== Your task ==
Filter the records below and copy out every line that contains the string "light", treating uppercase and lowercase as different.

== Records for the task ==
════

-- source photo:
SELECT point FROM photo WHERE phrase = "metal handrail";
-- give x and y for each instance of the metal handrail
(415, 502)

════

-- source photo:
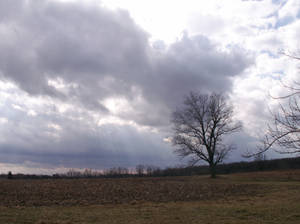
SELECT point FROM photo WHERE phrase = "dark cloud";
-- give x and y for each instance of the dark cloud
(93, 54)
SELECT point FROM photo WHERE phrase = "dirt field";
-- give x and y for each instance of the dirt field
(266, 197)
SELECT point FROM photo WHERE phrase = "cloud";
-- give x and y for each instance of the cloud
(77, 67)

════

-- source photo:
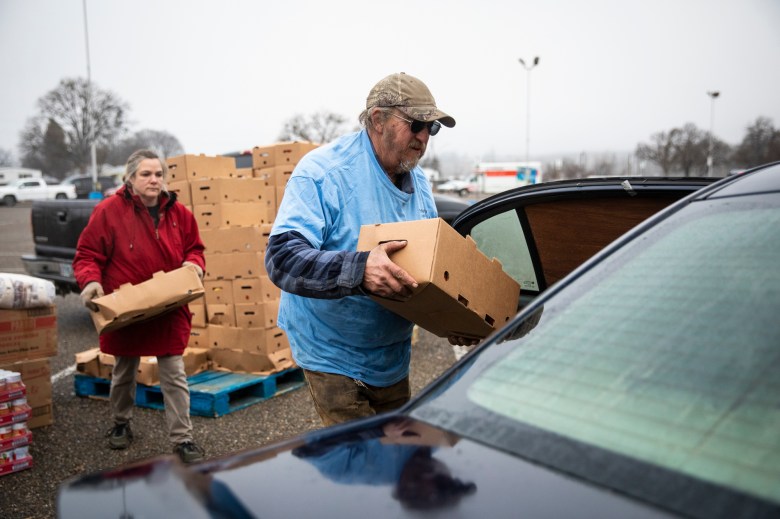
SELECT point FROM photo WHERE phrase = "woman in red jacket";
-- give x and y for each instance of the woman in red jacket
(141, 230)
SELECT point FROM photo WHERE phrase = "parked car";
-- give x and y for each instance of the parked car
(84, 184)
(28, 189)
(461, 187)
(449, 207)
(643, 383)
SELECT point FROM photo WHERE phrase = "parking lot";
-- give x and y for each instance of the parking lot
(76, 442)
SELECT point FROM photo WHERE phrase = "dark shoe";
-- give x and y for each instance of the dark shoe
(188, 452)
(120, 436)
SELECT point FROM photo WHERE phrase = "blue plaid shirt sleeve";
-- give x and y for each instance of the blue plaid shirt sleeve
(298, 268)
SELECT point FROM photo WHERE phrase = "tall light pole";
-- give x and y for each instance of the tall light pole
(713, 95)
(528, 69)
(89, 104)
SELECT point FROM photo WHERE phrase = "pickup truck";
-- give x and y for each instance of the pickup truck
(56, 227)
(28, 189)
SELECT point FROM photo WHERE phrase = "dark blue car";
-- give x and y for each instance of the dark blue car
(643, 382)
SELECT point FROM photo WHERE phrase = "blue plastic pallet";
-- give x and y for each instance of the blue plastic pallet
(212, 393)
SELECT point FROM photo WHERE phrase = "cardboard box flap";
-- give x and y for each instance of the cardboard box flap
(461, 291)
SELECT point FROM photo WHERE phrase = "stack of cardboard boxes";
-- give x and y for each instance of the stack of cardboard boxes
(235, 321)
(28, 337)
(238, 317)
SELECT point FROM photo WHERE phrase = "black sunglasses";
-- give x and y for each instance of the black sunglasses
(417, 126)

════

== Written reply ==
SELECT point FROM photo WHERE phrase = "tall light pole";
-- give x and y for each instance of the tall light pole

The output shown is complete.